- **SET PROBLEM**
Rewrite the items as a JSON list of strings, one string per line and no blank lines. Begin at the line that contains "Spot the textured" and continue through the last of the items.
= = = = = = =
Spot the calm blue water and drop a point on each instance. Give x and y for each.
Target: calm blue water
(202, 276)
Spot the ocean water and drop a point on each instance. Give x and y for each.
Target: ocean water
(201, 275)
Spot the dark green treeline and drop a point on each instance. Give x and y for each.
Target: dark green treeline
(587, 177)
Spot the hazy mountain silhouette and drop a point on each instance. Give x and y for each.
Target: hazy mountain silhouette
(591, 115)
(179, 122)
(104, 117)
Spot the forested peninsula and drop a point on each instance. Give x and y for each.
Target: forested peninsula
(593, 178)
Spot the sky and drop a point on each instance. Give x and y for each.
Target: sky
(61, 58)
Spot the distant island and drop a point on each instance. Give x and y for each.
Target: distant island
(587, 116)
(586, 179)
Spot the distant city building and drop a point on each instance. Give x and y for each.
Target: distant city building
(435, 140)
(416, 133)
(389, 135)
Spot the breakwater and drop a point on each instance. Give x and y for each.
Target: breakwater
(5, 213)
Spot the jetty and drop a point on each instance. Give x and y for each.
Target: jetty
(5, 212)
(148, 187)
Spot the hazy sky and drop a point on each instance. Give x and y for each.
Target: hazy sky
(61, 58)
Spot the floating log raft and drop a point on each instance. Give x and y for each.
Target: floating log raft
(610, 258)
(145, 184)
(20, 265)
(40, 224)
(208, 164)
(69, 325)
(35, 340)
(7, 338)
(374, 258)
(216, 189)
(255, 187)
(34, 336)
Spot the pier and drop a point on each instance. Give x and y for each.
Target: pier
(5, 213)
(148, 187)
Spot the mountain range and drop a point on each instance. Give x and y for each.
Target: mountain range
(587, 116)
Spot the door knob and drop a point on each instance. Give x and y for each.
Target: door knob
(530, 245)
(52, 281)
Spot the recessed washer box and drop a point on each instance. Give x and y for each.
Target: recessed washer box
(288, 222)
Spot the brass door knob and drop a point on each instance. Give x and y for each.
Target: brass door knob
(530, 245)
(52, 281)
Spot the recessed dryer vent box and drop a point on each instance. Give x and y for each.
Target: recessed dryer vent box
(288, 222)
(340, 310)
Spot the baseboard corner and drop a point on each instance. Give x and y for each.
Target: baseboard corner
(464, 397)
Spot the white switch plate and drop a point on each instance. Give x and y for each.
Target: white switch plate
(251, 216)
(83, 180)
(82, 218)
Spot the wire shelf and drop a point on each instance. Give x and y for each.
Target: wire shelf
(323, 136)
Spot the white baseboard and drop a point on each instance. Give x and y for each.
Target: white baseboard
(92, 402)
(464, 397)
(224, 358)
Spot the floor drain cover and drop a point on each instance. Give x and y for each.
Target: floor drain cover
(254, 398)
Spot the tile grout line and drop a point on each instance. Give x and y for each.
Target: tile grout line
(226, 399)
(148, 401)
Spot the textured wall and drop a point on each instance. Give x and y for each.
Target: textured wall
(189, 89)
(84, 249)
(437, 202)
= = = = = = =
- **ANSWER TO THIS TASK**
[
  "Spot the textured wall and drop a point on each instance. Give x and y for each.",
  "Target: textured wall",
  "(189, 89)",
  "(84, 249)",
  "(437, 202)"
]